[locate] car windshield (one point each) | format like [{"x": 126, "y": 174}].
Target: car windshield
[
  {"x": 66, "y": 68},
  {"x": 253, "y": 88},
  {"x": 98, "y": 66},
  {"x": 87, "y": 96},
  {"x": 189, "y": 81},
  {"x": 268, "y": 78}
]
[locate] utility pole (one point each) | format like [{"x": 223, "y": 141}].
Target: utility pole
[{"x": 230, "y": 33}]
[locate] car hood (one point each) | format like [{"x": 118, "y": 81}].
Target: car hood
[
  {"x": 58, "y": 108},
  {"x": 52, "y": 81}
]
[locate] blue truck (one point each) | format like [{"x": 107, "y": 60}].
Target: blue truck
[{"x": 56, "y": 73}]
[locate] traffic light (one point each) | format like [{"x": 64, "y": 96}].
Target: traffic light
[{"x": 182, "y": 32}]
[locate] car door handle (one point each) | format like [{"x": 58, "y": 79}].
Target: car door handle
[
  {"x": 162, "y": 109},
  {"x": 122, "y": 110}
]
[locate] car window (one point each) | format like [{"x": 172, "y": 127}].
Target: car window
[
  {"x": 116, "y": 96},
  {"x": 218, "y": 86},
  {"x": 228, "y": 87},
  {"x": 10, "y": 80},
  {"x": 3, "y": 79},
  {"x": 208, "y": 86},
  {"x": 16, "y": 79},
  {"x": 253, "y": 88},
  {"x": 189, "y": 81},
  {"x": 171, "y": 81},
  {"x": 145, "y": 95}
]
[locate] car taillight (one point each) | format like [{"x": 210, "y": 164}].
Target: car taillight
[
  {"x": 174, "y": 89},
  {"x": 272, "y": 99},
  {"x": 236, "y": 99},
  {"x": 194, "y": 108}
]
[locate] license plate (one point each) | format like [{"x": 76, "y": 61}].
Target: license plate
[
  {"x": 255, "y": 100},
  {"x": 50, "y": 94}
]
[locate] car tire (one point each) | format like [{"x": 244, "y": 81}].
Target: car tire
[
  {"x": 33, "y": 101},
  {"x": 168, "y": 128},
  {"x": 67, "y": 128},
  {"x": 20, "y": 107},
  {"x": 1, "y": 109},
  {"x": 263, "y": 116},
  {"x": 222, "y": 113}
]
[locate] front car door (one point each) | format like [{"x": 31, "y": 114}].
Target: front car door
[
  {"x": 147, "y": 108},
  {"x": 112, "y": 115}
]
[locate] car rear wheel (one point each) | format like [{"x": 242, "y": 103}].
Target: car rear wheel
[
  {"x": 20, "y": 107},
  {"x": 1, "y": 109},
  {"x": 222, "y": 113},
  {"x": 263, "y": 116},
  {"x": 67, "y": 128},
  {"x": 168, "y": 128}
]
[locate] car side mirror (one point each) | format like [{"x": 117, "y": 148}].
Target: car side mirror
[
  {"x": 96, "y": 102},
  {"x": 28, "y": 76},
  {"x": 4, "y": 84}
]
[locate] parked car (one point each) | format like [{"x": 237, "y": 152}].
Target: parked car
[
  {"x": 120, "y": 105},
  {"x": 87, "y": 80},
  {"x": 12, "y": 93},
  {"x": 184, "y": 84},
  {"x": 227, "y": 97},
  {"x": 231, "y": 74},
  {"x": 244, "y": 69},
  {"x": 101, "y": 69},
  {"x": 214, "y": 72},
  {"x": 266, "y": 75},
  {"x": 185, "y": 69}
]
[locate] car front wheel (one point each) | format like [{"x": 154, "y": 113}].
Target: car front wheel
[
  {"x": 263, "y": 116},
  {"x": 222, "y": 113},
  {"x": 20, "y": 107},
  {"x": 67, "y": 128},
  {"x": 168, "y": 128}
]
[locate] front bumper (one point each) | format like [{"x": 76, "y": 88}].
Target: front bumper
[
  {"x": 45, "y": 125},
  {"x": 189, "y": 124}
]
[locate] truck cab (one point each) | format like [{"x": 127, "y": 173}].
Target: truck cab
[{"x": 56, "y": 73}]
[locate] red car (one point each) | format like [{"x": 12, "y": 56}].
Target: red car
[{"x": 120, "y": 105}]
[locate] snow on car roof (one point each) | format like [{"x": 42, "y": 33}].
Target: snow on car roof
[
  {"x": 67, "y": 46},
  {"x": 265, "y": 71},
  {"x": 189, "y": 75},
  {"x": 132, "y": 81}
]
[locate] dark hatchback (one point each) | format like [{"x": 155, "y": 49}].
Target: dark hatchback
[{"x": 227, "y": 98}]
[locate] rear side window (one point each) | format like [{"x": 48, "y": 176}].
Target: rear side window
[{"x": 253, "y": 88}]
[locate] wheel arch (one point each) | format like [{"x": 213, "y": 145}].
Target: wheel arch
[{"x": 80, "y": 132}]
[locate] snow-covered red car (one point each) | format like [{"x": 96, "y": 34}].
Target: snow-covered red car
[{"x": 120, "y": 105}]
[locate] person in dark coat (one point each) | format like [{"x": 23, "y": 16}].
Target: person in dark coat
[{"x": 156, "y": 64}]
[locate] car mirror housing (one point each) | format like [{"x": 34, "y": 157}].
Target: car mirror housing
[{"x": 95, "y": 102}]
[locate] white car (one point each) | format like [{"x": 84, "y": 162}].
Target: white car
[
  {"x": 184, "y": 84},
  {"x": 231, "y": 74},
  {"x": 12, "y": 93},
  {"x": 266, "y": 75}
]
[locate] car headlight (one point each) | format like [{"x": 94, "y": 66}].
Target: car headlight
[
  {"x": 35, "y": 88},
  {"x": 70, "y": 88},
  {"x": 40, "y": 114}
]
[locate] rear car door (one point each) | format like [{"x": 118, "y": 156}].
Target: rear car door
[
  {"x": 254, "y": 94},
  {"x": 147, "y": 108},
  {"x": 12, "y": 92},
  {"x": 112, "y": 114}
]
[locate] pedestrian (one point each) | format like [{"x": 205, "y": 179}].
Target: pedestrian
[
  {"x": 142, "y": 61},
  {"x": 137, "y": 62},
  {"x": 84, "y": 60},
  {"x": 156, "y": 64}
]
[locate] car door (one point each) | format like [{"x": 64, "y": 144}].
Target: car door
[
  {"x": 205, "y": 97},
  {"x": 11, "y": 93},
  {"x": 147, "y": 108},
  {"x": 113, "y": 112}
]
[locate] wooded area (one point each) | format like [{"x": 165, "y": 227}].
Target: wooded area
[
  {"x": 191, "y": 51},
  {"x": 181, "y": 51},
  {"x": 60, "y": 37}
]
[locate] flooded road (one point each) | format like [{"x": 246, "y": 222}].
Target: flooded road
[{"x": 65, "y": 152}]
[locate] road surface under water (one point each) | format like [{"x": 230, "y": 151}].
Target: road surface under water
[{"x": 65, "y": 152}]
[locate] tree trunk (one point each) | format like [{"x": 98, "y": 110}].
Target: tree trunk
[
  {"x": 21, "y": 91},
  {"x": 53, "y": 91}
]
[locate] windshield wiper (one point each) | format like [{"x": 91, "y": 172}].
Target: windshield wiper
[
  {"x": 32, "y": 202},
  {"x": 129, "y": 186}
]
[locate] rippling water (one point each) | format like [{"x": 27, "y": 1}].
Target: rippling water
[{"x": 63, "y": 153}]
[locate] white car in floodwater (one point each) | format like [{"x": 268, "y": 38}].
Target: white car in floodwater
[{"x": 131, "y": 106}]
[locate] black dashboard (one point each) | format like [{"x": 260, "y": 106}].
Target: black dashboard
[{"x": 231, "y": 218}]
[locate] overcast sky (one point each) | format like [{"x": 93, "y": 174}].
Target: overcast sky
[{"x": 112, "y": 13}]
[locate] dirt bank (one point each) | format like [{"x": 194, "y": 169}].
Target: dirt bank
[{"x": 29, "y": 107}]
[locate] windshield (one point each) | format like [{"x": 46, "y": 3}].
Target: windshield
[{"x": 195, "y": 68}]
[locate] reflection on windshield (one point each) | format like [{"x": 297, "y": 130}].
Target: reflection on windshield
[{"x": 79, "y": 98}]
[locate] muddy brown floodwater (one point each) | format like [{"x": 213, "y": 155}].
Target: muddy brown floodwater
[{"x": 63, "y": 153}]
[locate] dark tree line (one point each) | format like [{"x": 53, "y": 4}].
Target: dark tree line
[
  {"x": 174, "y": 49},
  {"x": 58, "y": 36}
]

» **What is required**: Reproduce the items from the line containing "[locate] muddy brown" through the end of the items, swapping "dark tree line" for "forest edge" and leaving everything else unchanged.

» **Answer to the task**:
[locate] muddy brown floodwater (one point each) | format like [{"x": 213, "y": 155}].
Target: muddy brown floodwater
[{"x": 63, "y": 153}]
[locate] forest edge (one point each) | format like [{"x": 53, "y": 4}].
Target: forest edge
[
  {"x": 174, "y": 49},
  {"x": 58, "y": 36}
]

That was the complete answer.